Request:
Transcribe the listing word for word.

Data records:
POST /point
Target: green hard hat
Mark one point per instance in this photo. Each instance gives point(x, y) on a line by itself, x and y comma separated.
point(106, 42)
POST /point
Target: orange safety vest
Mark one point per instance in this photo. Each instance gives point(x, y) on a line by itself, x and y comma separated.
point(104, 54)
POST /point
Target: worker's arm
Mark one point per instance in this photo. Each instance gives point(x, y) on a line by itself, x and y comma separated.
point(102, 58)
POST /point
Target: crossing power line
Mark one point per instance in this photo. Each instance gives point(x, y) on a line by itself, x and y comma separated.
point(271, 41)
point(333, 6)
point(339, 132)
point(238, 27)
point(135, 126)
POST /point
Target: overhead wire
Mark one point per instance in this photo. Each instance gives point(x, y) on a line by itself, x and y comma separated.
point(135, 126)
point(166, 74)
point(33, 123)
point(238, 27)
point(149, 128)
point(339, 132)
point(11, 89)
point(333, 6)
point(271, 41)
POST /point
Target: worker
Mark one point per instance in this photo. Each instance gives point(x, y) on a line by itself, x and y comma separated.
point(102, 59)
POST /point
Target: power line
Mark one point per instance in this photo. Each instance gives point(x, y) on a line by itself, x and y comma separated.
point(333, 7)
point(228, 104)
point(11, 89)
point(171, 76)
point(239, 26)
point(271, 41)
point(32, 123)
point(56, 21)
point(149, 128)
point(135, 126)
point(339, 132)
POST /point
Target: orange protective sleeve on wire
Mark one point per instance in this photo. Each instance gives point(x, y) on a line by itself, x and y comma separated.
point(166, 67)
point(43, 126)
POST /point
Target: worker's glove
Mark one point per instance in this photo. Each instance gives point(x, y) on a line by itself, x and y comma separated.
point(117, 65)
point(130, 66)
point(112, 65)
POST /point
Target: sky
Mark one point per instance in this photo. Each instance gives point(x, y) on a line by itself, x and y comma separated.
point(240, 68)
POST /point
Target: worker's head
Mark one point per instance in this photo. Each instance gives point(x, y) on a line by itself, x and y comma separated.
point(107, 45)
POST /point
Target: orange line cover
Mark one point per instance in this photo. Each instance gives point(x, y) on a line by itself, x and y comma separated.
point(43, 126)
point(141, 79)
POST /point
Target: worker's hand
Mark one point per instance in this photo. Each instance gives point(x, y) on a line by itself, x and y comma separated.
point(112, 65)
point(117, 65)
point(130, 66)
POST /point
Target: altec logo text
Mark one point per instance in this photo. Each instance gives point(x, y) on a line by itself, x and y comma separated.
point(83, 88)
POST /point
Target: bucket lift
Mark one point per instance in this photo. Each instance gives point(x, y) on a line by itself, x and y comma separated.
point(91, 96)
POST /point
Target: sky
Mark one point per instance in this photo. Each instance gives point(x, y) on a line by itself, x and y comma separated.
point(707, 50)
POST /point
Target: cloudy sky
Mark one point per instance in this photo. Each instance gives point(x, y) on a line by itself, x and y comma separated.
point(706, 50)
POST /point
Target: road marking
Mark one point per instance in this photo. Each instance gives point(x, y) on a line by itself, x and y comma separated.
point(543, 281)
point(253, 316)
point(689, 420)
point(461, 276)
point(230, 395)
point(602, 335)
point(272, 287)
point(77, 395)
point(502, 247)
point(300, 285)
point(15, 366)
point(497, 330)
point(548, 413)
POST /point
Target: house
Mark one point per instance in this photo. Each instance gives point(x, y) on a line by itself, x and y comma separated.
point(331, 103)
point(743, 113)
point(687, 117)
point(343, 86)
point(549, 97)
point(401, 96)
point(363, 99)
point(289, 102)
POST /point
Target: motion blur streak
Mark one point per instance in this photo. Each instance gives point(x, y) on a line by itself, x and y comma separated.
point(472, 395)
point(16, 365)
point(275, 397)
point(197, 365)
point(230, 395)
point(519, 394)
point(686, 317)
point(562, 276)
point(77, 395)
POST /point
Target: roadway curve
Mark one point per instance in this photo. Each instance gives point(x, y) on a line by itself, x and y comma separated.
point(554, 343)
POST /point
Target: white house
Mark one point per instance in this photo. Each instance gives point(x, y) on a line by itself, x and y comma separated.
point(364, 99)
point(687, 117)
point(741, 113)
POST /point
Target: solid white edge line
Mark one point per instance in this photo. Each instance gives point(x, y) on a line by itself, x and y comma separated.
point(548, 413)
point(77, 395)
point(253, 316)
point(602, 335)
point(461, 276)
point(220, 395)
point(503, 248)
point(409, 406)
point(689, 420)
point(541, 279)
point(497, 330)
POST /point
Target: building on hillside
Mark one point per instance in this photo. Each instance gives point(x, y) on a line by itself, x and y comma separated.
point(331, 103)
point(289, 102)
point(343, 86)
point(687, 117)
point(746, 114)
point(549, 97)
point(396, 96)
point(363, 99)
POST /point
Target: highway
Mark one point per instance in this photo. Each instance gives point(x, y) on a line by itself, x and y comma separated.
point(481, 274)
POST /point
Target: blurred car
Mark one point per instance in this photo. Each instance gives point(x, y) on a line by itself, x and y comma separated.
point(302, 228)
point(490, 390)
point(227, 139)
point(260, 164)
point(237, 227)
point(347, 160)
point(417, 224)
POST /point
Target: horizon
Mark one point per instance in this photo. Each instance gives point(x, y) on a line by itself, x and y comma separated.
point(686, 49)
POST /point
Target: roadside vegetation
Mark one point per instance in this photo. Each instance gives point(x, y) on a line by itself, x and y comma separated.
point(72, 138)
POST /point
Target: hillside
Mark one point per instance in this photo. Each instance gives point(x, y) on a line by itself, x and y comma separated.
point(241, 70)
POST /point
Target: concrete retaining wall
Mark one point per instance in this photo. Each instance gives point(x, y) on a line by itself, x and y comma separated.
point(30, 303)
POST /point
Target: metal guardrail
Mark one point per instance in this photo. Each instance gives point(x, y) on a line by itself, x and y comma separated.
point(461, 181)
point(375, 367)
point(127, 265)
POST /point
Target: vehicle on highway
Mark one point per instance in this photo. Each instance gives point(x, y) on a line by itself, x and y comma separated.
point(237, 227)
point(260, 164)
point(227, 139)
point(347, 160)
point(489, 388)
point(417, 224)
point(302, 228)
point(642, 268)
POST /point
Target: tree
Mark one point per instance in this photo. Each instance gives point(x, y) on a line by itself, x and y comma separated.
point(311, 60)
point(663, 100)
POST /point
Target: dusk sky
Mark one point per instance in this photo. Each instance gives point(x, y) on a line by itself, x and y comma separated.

Answer to the exercise:
POST /point
Target: green hard hat
Mark one point per instance in this photo. Each instance gives point(x, y) on a line by itself, x and y comma separated.
point(106, 42)
POST /point
Target: orange safety vest
Mark one point per instance in this photo. Each instance gives point(x, y) on a line by itself, x and y comma separated.
point(104, 54)
POST /point
Target: worker's arm
Mark one point per instance in this photo. Each instance gives point(x, y) on a line by itself, x and y comma separated.
point(102, 58)
POST /point
Target: crossing power line
Mark one point per instance in this photo. Each instance gives point(x, y) on a line by itself, x and y comma separated.
point(271, 41)
point(333, 6)
point(339, 132)
point(238, 27)
point(135, 126)
POST /point
Target: overhead wire
Mark one point per instance in this photo. Each instance gives point(x, y) on a line by itself, x and y comma separated.
point(135, 126)
point(166, 74)
point(33, 123)
point(238, 27)
point(149, 128)
point(339, 132)
point(11, 89)
point(333, 6)
point(271, 41)
POST /point
Target: worker
Mark one point per instance in this photo. Each instance gives point(x, y) on a line by itself, x and y comma separated.
point(102, 59)
POST /point
Target: power line
Mark one point per instance in this photo. Each instance gives point(x, y) on a line by itself, x and y comma separated.
point(333, 7)
point(228, 104)
point(11, 89)
point(171, 76)
point(239, 26)
point(271, 41)
point(32, 123)
point(56, 21)
point(149, 128)
point(135, 126)
point(339, 132)
POST /point
Target: orange protective sleeve on wire
Mark one point per instance in this photo. Each instance gives point(x, y) on a line by itself, x and y comma separated.
point(166, 67)
point(43, 126)
POST /point
Target: worker's glove
Mark one point per instance in this photo. Each instance gives point(x, y) on a line by itself, x and y comma separated.
point(117, 65)
point(130, 66)
point(112, 65)
POST /point
Target: sky
Mark one point per instance in this photo. Each instance gives point(x, y) on a line by itself, x and y comma separated.
point(240, 68)
POST /point
Target: worker's head
Mark one point per instance in this photo. Each instance gives point(x, y) on a line by itself, x and y comma separated.
point(107, 45)
POST /point
Target: orange line cover
Mark one point per instance in this photo. Each instance gives point(x, y) on a line by itself, x and y comma separated.
point(43, 126)
point(141, 79)
POST /point
Target: worker's hand
Mark one point per instance in this photo. Each instance gives point(x, y) on a line by itself, x and y comma separated.
point(112, 65)
point(117, 65)
point(130, 66)
POST /point
Target: altec logo text
Mark one point per instance in this photo. Each instance gives point(x, y) on a line by itself, x and y comma separated.
point(83, 88)
POST /point
Target: bucket lift
Mark one point per instance in this photo. Each instance gives point(x, y) on a line by itself, x and y comma separated.
point(91, 96)
POST /point
Target: sky
Mark one point per instance in this photo. Each instance gives point(x, y) on a line by itself, x and y comma separated.
point(707, 50)
POST /point
Target: cloudy sky
Mark one point per instance in this photo. Each instance gives point(x, y) on a line by itself, x and y comma separated.
point(706, 50)
POST /point
Target: road marking
Mark one point per instance in this photo. Each instance gives point(x, y) on a line by itself, x and y comma separated.
point(543, 281)
point(253, 316)
point(689, 420)
point(461, 276)
point(230, 395)
point(602, 335)
point(272, 287)
point(77, 395)
point(502, 247)
point(300, 285)
point(15, 366)
point(497, 330)
point(548, 413)
POST /point
Target: house
Mark one point per instance in this photo. Each instance gives point(x, y) on a line by itself, x and y comma separated.
point(331, 103)
point(743, 113)
point(687, 117)
point(343, 86)
point(549, 97)
point(401, 96)
point(363, 99)
point(289, 102)
POST /point
Target: motion blur streak
Mark one point per instance in this photo. Each instance gives point(x, y) on a line by itself, x and y comma separated.
point(472, 395)
point(16, 365)
point(275, 397)
point(197, 365)
point(230, 395)
point(519, 394)
point(686, 317)
point(562, 276)
point(77, 395)
POST /point
Target: roadway curve
Mark one point per instance in this photo. Each instance gives point(x, y) on a line by itself, x and y comma separated.
point(554, 343)
POST /point
Target: white house
Mark one point per instance in this photo. Each instance gives point(x, y) on a line by itself, x and y comma separated.
point(364, 99)
point(687, 117)
point(741, 113)
POST /point
Target: solid white edge line
Mark one point per instance in this photo. Each instance gives point(x, y) on a line by itself, x and y comma separated.
point(548, 413)
point(77, 395)
point(253, 316)
point(602, 335)
point(461, 276)
point(220, 395)
point(503, 248)
point(409, 406)
point(689, 420)
point(541, 279)
point(497, 330)
POST /point
Target: building on hillside
Mark one point per instance in this photo. Each instance gives point(x, y) on a line by itself, x and y comma separated.
point(331, 103)
point(289, 102)
point(343, 86)
point(687, 117)
point(746, 114)
point(549, 97)
point(396, 96)
point(363, 99)
POST /point
Target: highway
Mark one point per instance in this photo. Each instance gives point(x, y) on a line by itself, x and y comma separated.
point(481, 274)
POST /point
Target: blurred car
Mark one point per instance in this photo. Each instance gives point(x, y) on a line by itself, x and y comma separated.
point(302, 228)
point(490, 390)
point(227, 139)
point(260, 164)
point(237, 227)
point(347, 160)
point(417, 224)
POST /point
Target: horizon
Mark one point per instance in this photo. Each instance gives point(x, y) on a line by itself, x and y comma separated.
point(686, 49)
POST /point
Target: roadside vegetation
Mark one point per instance in this photo. Each instance gives point(x, y) on a line by itself, x and y comma separated.
point(72, 138)
POST /point
Target: hillside
Mark one point per instance in this photo. Each instance gives point(x, y) on a line by itself, x and y comma separated.
point(241, 70)
POST /point
Target: concrete retaining wall
Mark one point per instance in this photo. Each instance gives point(x, y) on a line by itself, x and y comma separated.
point(30, 303)
POST /point
Target: metal guardrail
Mark one point per instance in this photo. Each instance gives point(x, y) on a line by itself, x and y comma separated.
point(461, 181)
point(375, 367)
point(127, 265)
POST /point
Target: vehicle on highway
Mark one point per instance in this photo. Each instance gives point(x, y) on a line by itself, x and y comma separated.
point(237, 227)
point(260, 164)
point(227, 139)
point(347, 160)
point(489, 388)
point(417, 224)
point(302, 228)
point(642, 268)
POST /point
Target: tree
Mark one point per instance in this photo. Each instance gives point(x, y) on a line by itself, x and y comma separated.
point(311, 60)
point(663, 100)
POST /point
Target: dusk sky
Mark one point per instance in this photo. Each instance gives point(x, y) on a line by itself, x and y comma separated.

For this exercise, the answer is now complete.